Page excerpt:

___

Now the US economic news

A very Hawkish Fed Chairman Powell told US Congress the Fed is considering increasing both the size and pace of rate hikes, because the data shows a stronger American economy which has been unresponsive to the rate hikes so far. Stocks immediately dropped on the news.  

The markets were  pricing in a terminal rate (top end) higher than previously expected and the chances of a 50bps rise at the next FMOC had risen significantly

On the back of this, the US bond market hit the highest rate of 2 year/10 year inversion since the Volcker years of the ‘70’s, raising fears of a hard landing. Inversion normally ends in a recession.

On Friday, the US Non Farm Payroll data came out, against a forecast of 205,000 added jobs, the data came in at 311,000, down on January’s 500,00 jobs. Unemployment ticked higher to 3.6% and wage growth is also down.  

Then the banking issues of Silvergate, Silicon Valley Bank and finally Signature came out, with some saying this is the result of too many rate hikes too fast.

Already some analysts are predicting a pause in rate rises. At the time of writing, markets are predicting a much smaller rate rise in March. 

In Canada, they appear to be closer to taming their inflation, with their central bank holding the cash rate at 4.5% as inflation declined to 5.9% in January.

What is happening in Europe?

___

Source material:
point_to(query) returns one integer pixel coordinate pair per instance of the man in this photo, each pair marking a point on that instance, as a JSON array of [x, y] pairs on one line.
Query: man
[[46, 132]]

___

Set problem:
Reproduce, word for word, the part of the US economic update above starting with "Then the banking" and going on through "hikes too fast.".

Exercise output:
Then the banking issues of Silvergate, Silicon Valley Bank and finally Signature came out, with some saying this is the result of too many rate hikes too fast.